Task to complete
Could the data below be printed out exactly, with the pictures left out?
Top of Supplied records
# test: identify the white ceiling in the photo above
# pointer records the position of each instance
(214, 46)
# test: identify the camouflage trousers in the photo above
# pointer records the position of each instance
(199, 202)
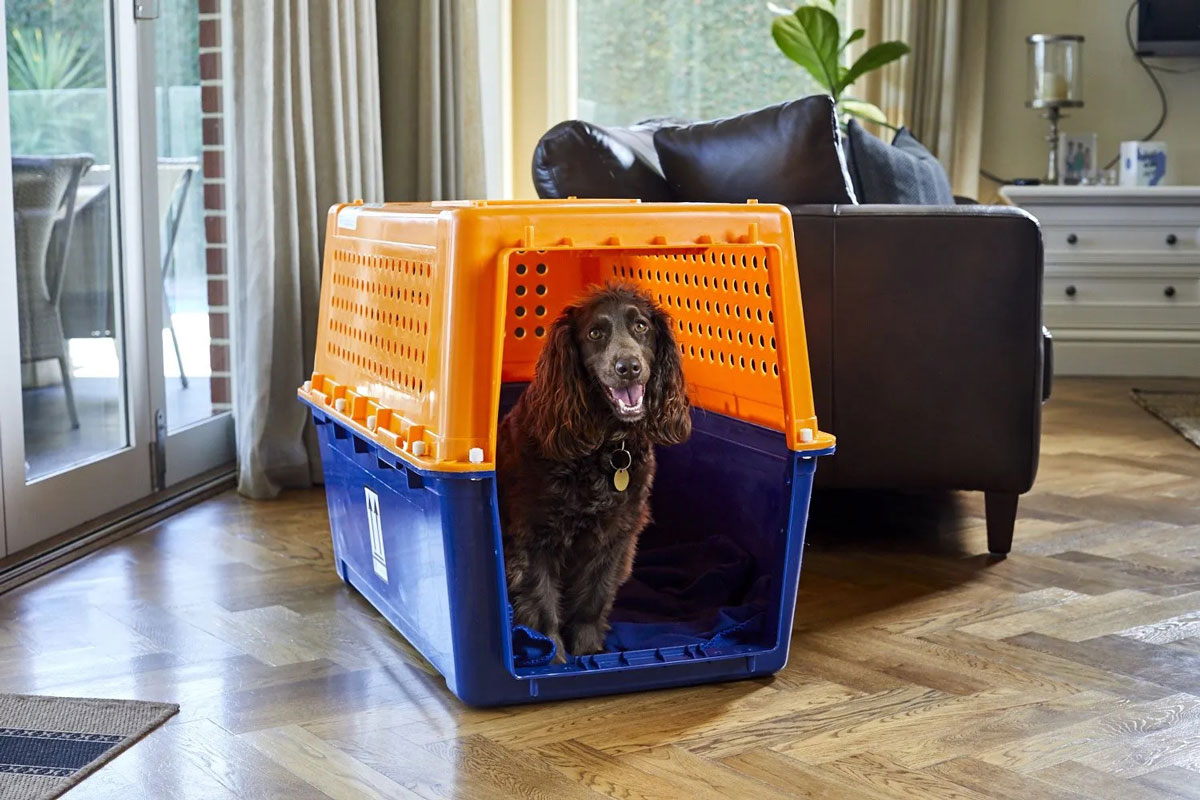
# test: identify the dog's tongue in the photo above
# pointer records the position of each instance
(629, 395)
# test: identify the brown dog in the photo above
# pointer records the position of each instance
(575, 462)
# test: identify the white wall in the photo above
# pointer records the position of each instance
(1120, 100)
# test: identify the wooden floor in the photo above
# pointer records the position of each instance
(919, 668)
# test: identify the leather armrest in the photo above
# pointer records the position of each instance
(925, 341)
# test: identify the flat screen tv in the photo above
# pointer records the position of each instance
(1169, 28)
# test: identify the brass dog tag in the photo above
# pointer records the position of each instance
(621, 474)
(621, 480)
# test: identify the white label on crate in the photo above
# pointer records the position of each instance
(348, 217)
(376, 525)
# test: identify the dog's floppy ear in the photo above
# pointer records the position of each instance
(559, 416)
(669, 421)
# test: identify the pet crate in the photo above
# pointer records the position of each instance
(432, 317)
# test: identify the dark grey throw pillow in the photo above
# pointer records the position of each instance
(577, 158)
(787, 154)
(901, 173)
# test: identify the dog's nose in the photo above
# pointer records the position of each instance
(630, 367)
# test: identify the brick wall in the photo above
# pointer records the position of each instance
(213, 125)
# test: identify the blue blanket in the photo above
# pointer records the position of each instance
(681, 594)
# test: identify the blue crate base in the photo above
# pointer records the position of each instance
(425, 549)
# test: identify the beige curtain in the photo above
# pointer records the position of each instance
(432, 107)
(306, 134)
(937, 89)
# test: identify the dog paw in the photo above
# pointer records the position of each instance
(561, 654)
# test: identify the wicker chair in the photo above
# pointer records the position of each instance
(43, 200)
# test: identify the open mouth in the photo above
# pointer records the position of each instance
(628, 400)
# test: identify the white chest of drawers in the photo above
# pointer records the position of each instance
(1122, 276)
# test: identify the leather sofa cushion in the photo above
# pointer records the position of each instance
(577, 158)
(787, 154)
(901, 173)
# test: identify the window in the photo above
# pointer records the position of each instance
(695, 59)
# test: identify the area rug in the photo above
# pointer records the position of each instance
(1179, 409)
(49, 744)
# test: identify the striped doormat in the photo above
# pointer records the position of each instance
(49, 744)
(1179, 409)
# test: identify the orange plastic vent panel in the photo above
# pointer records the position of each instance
(427, 308)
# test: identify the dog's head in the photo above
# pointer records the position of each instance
(610, 361)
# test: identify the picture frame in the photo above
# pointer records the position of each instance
(1077, 157)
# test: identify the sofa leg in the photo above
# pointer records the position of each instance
(1001, 511)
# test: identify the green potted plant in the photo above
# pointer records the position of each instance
(811, 36)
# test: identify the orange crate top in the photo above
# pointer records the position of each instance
(427, 308)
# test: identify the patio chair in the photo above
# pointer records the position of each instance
(43, 191)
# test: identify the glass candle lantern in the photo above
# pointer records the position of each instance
(1055, 82)
(1055, 70)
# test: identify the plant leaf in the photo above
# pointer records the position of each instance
(810, 36)
(864, 110)
(874, 59)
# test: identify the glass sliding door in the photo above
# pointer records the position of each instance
(190, 125)
(103, 240)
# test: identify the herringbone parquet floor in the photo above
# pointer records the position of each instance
(919, 668)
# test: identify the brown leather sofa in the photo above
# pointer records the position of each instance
(924, 326)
Bottom of Supplied records
Problem solution
# test: identify the white ceiling in the photo above
# pointer records the position of each instance
(214, 46)
# test: identify the camouflage trousers in the photo above
# pointer records the position of each instance
(199, 202)
# test: identify the dog's tongue in the photo above
# pointer records the position of each instance
(629, 395)
# test: identify the brown dog in the photo above
# pointer records the position of each instance
(575, 462)
# test: identify the white wall in the photo above
# pointer records the position of each instance
(1120, 100)
# test: identify the wooden floor in the photo above
# pointer records the position of each instance
(919, 668)
# test: identify the leather armrest in the photo above
# pointer records the position of each instance
(925, 341)
# test: identify the flat screen tv in the photo above
# pointer records the position of each instance
(1169, 28)
# test: identify the brass dog tag in the photo above
# pointer records the position of each instance
(621, 474)
(621, 480)
# test: identify the white label on crate in the photo above
# pointer records the position of each instance
(348, 217)
(376, 525)
# test: identify the dog's floppy ear in the photo above
# pointer records the position of each instance
(559, 416)
(669, 421)
# test: identify the pet crate in the photo above
# pointer records the position of each instance
(432, 317)
# test: identify the dark grey throw pillow in the photo above
# pointer records the position of each instance
(577, 158)
(787, 154)
(901, 173)
# test: identify the dog's nose in the photo above
# pointer records the position of each instance
(630, 367)
# test: identify the brick wall in the photo above
# pointer records the position of each instance
(213, 125)
# test: identify the blue blanket in the photo above
# pointer records the position of each instance
(681, 594)
# test: identify the blue crate base in the photo above
# pointer records the position of each instance
(425, 549)
# test: identify the beige curtain in the photo above
# pointer records the position of each instance
(432, 107)
(306, 134)
(937, 89)
# test: identify the dog paw in the photo above
# pointer records the position of each instance
(561, 654)
# test: identify the wicker chair in the photo above
# pointer records the position of each instance
(43, 200)
# test: identify the open mouth in the photo above
# pointer records the position of each instance
(628, 400)
# test: identify the white chest of drawers in the photo above
# pointer records the position of each instance
(1122, 276)
# test: identify the leather sofa cushion in the photo above
# pointer records the position of each instance
(577, 158)
(787, 154)
(901, 173)
# test: identify the window in the photo above
# pointer records the position of each instance
(695, 59)
# test: identify the area rug in the photo above
# pointer records the position of each instance
(1179, 409)
(49, 744)
# test: identify the striped doormat in the photo above
# pointer records the position of each instance
(49, 744)
(1179, 409)
# test: identify the orange plastic vent panel in the photo above
# pointer records the position of each instance
(427, 308)
# test: identify the dog's head in the photo above
# pointer records the position of each instance
(610, 361)
# test: identify the picture frame in the photo above
# pointer records the position of each instance
(1077, 157)
# test: identify the sofa leg in the photo above
# pointer records the position of each instance
(1001, 511)
# test: identify the green potted plant in the photo above
# pointer records the position of each instance
(811, 36)
# test: identify the orange crate top in the photo above
# pointer records the position of each instance
(427, 308)
# test: identify the patio chair in the photo above
# pointer records the position of each instance
(43, 191)
# test: identify the glass candle lantern in the photo above
# pointer records the position of each instance
(1055, 82)
(1055, 70)
# test: identify the plant leaf in the photo above
# pointer records the position of each instance
(810, 36)
(864, 110)
(874, 59)
# test: identify the glass sliding door in the photo above
# pointer records the position of each instance
(190, 125)
(103, 240)
# test: identify the herringbone parquet floor in the photo above
# pointer records the position of each instance
(919, 668)
# test: identify the brown leather sofa in the photo above
# pointer records the position of each instance
(924, 326)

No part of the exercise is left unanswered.